§ **Travail demandé**
A. Recopiez sans rien changer le passage de l'article sur les bailleurs sociaux, de « Les bailleurs sociaux mettent » à « pour leurs locataires. ».
B. D'après l'article sur les bailleurs sociaux, combien de logements sociaux Territoire Habitat et Néolia gèrent-ils dans le nord Franche-Comté ?

§ **Extrait du texte**
● ● ●
Le Trois –

Les bailleurs sociaux subissent de plein fouet la crise de l’énergie 

Les bailleurs sociaux mettent en place des plans de « sobriété » pour essayer de limiter la casse. | ©Le Trois - EC​
Dans le nord Franche-Comté, Territoire Habitat et Néolia gèrent environ 27 000 logements sociaux, dont près de la moitié en chauffage collectif. Les hausses des tarifs des énergies, le renouvellement des contrats de gaz : autant de sujets d’inquiétudes que les bailleurs sociaux doivent gérer tant bien que mal pour limiter la casse pour leurs locataires.

Pour les bailleurs sociaux, quelques jours après le début de l’automne, l’inquiétude monte. D’autant plus que l’humidité et la fraîcheur sont arrivées plus tôt que l’an passé. Le directeur de Territoire Habitat, Jean-Sébastien Paulus, avoue avoir « des craintes énormes » concernant l’augmentation massive des tarifs des énergies. Tout comme Alain Rotschi, directeur du patrimoine locatif chez Néolia.  « Ce qui nous travaille le plus, ce sont les charges pour les locataires », confirme le directeur de Territoire Habitat, qui, tout comme Néolia, fonctionne, pour une partie de son patrimoine, avec des chauffages collectifs et un système de provision sur charges. Un système qui a permis jusqu’à l’an passé, dans le Territoire de Belfort, de rembourser de belles sommes aux locataires qui attendent ce chèque de régularisation d’énergie pour partir en vacances ou faire différentes courses de rentrée. « Jusqu’en mai 2021, nous avons remboursé 85 % de nos locataires de manière importante », explique Jean-Sébastien Paulus.
● ● ●
§ **Données extraites**
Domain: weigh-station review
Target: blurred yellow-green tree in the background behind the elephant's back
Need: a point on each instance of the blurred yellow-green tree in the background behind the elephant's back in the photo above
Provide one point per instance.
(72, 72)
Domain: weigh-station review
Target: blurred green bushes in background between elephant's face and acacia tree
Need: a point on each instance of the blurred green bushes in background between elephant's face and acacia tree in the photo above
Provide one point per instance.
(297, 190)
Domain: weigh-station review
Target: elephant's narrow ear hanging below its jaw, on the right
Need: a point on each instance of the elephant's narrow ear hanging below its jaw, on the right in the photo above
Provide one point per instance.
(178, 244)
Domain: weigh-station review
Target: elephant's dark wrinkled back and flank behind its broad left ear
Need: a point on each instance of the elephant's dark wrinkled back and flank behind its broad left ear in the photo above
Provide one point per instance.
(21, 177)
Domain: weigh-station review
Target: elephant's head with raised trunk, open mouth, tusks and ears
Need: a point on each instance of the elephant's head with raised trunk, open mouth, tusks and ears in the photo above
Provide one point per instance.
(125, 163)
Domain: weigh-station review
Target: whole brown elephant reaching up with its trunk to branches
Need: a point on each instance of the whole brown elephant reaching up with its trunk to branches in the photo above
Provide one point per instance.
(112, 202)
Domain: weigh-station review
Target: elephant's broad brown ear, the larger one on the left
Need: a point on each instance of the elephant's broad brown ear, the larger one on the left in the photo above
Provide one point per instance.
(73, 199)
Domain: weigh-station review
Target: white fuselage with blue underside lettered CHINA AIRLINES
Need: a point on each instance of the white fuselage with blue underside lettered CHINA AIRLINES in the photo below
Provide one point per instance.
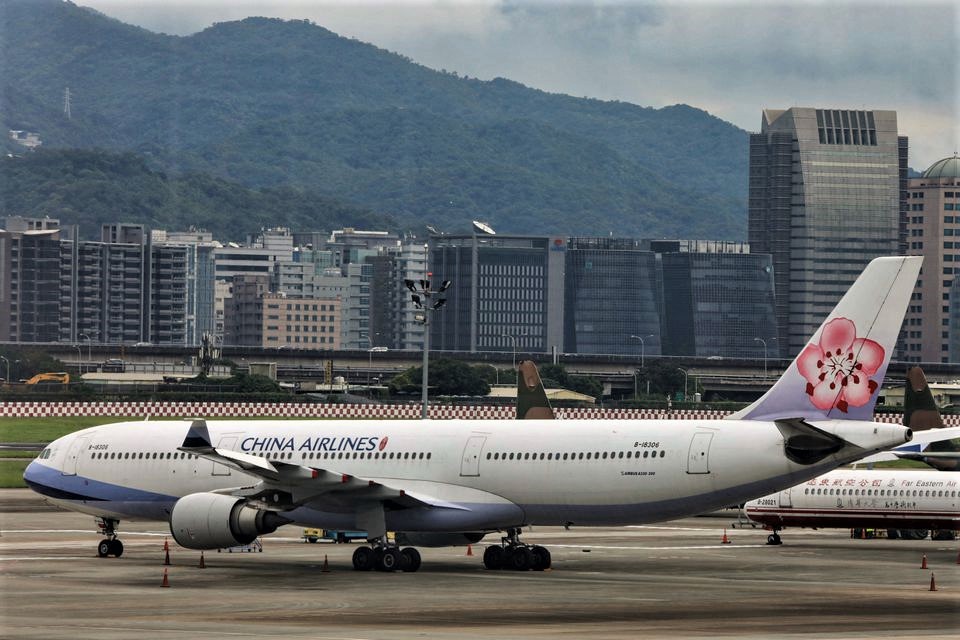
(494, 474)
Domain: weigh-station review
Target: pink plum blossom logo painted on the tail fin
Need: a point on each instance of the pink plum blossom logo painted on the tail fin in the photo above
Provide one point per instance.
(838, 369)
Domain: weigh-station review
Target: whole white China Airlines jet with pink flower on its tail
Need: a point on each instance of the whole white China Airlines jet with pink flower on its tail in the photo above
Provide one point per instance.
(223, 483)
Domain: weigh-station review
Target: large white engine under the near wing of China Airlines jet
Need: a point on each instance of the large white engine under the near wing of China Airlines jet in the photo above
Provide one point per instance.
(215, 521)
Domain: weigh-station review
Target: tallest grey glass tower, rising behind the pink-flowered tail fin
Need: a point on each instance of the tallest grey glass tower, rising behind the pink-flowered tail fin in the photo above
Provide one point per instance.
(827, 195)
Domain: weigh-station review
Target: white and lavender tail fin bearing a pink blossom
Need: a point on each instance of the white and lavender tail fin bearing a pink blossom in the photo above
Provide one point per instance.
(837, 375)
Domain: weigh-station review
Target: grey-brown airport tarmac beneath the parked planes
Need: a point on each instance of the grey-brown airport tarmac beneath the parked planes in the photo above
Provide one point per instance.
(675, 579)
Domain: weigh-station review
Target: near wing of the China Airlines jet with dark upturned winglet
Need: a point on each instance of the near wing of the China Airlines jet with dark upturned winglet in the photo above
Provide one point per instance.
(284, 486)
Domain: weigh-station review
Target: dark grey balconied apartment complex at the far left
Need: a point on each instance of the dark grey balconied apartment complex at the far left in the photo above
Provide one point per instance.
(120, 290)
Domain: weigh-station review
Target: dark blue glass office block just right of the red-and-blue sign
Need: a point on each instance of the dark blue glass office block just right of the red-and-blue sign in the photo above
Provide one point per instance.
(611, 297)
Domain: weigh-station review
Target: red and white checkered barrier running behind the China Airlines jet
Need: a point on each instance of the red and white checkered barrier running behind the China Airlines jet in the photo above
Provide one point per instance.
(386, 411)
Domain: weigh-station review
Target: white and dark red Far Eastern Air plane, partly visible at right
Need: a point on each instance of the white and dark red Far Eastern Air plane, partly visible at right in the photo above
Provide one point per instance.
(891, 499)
● ● ●
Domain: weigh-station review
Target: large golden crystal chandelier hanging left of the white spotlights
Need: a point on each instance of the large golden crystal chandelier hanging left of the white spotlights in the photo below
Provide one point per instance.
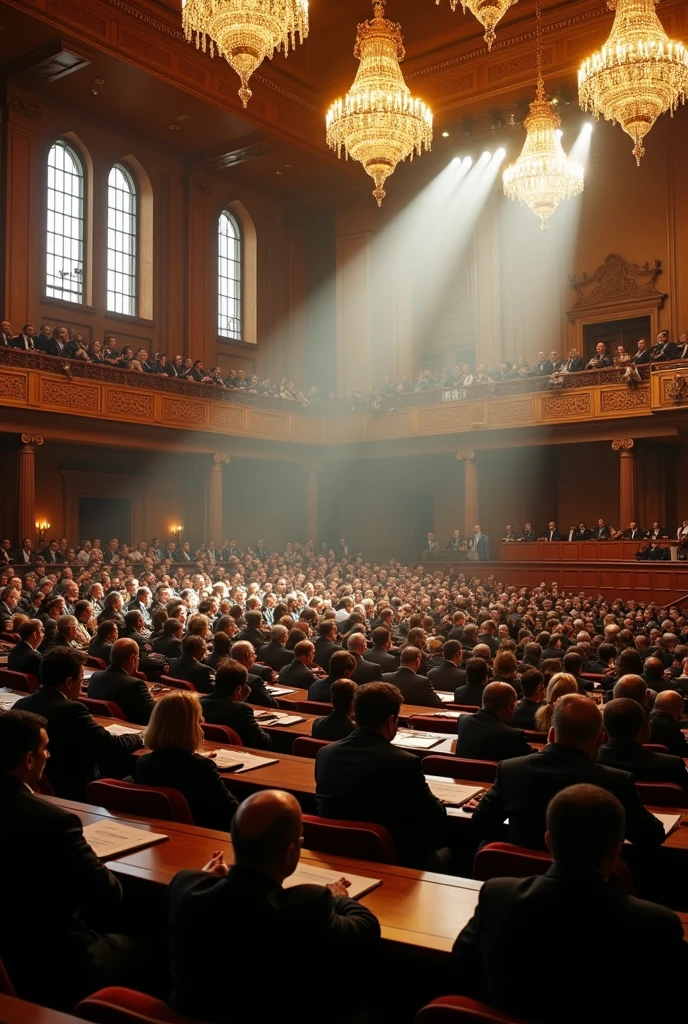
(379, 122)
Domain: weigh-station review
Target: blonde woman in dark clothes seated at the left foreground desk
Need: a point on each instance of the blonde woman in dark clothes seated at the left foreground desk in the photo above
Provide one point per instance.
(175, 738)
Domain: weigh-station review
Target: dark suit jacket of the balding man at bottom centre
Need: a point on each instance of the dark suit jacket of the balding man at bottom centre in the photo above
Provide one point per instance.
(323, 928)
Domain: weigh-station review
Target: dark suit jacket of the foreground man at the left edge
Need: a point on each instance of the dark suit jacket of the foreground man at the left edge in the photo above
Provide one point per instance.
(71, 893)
● ● ●
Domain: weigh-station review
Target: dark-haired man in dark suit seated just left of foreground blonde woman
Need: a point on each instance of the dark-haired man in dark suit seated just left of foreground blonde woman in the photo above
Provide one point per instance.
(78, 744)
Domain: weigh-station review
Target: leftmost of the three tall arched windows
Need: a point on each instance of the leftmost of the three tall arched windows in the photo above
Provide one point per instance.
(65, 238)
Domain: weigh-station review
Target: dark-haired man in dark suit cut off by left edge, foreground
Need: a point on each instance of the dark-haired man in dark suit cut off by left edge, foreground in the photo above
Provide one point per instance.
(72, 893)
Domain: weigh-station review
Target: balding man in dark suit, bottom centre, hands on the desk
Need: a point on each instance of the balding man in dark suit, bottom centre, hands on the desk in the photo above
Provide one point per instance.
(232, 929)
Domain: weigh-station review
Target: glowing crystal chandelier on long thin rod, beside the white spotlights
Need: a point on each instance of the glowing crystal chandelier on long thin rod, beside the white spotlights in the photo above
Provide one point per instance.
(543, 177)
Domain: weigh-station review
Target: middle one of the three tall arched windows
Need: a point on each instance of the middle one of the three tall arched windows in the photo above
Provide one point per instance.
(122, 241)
● ● ●
§ **Réponses**
A.
Les bailleurs sociaux mettent en place des plans de « sobriété » pour essayer de limiter la casse. | ©Le Trois - EC​
Dans le nord Franche-Comté, Territoire Habitat et Néolia gèrent environ 27 000 logements sociaux, dont près de la moitié en chauffage collectif. Les hausses des tarifs des énergies, le renouvellement des contrats de gaz : autant de sujets d’inquiétudes que les bailleurs sociaux doivent gérer tant bien que mal pour limiter la casse pour leurs locataires.

B. Environ 27 000 logements sociaux.